▶ **DOCUMENT PASSAGE**
##########
Need to Stop the Drift

The downgrade by the FAA will undoubtedly generate serious concerns among the travelling public about the safety standards of Indian carriers.

Issue: 3 / 2014By Air Marshal (Retd) B.K. PandeyPhoto(s): By Anoop Kamath

In the month of January this year, the Federal Aviation Administration (FAA) of the US downgraded India’s civil aviation safety rating to Category II status on account of failure on the part of the Indian Directorate General of Civil Aviation (DGCA) to put in place a proper mechanism of safety oversight. As per the FAA, the DGCA did not have on its strength flight operations inspectors in numbers proportionate to the number of civil aircraft registered in India. Also, airworthiness officers did not have the required level of training to handle different types of aircraft. During the last decade or so, the civil aviation industry grew in leaps and bounds but the level of manning at the DGCA remained unchanged.
##########
▶ **GIVEN INFORMATION**

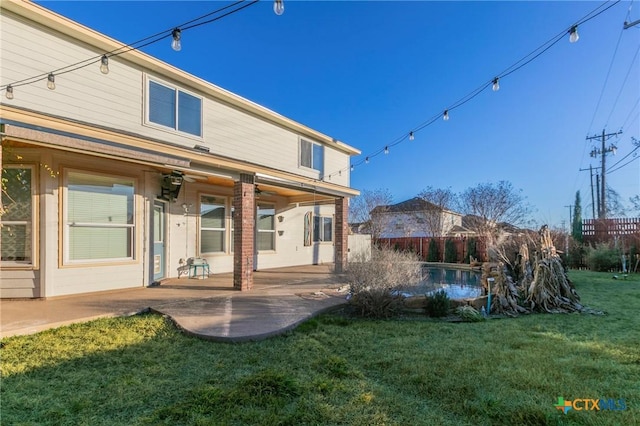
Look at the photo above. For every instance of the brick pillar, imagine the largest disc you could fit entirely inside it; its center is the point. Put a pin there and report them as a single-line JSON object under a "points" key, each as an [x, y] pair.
{"points": [[244, 219], [342, 233]]}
##########
▶ **REQUIRED WORK**
(1) Answer these questions from the article on India's civil aviation safety rating, one per line:
(a) Which body downgraded India's rating, and to what status?
(b) According to the FAA, what did airworthiness officers lack?
(c) What stayed unchanged at the DGCA over the last decade or so?
(2) Reproduce everything from "Need to Stop" down to "of Indian carriers." in the article on India's civil aviation safety rating, swapping "travelling public" for "flying public".

▶ **ANSWERS TO THE PROBLEMS**
(1)
(a) The Federal Aviation Administration (FAA) of the US downgraded it to Category II status.
(b) They lacked the training needed to handle different types of aircraft.
(c) The level of manning at the DGCA stayed unchanged.

(2)
Need to Stop the Drift

The downgrade by the FAA will undoubtedly generate serious concerns among the flying public about the safety standards of Indian carriers.